Stanfa was arrested for Racketeer Influenced and Corrupt Organizations Act violations in March 1994, was convicted in 1995, and sentenced to life in 1996. With most of Stanfa's supporters also arrested and convicted, Merlino, released from prison in November 1994, named Natale, who was released from prison on parole, as the new boss while positioning himself as his underboss. During Natale's reign, Merlino was the real power in the family, allowing Natale to become boss to direct law enforcement attention away from himself.

On October 5, 1995, when John Veasey, Philadelphia mafia hitman-turned government witness, was set to testify against John Stanfa and his men, his brother William Veasey was murdered. A year later, Natale had North Jersey capo Joseph Sodano murdered because he refused to attend two separate meetings. His last confirmed involvement in murder was with 61-year old Anthony Turra in March 1998, who was found shot to death in front of his home before he could come to trial for plotting to murder Merlino.

===Informant===
In June 1998, Natale was jailed for a parole violation; Merlino subsequently took control of the family and cut off support to the imprisoned boss. Angered by this, Natale offered to secretly record conversations with Merlino, but it was not until September 1999, when he was indicted for financing drug deals, that he formally struck a deal to cooperate. In doing so, Natale became the first sitting boss in the history of the American Mafia to become government informant.
====
» **EXERCISE A**
Answer these questions about the passage on Natale, one line each:
(i) In what month and year was Stanfa arrested?
(ii) Who was murdered on October 5, 1995?
(iii) When was Natale jailed for a parole violation?
====
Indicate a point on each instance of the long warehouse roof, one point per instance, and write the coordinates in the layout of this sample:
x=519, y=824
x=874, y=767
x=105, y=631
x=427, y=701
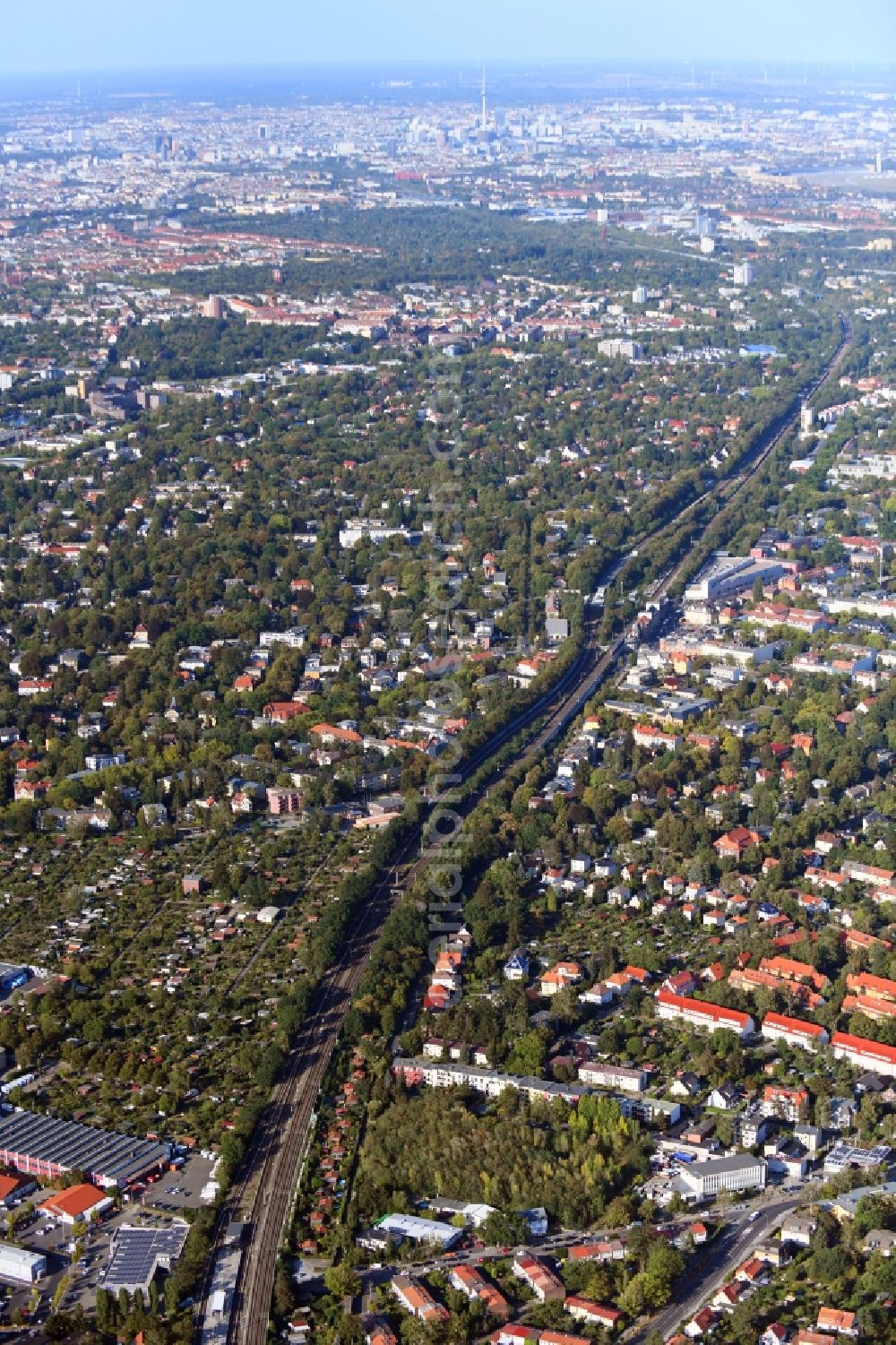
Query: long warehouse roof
x=78, y=1148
====
» **EXERCISE B**
Locate each line of the listing that contains the word "warehouse" and copy those lines out in full.

» **FINAL RESULT A**
(i) March 1994
(ii) William Veasey
(iii) June 1998

» **FINAL RESULT B**
Indicate a point on each instance of the long warehouse roof, one point per instance, and write the coordinates in the layout of this sample:
Query: long warehouse roof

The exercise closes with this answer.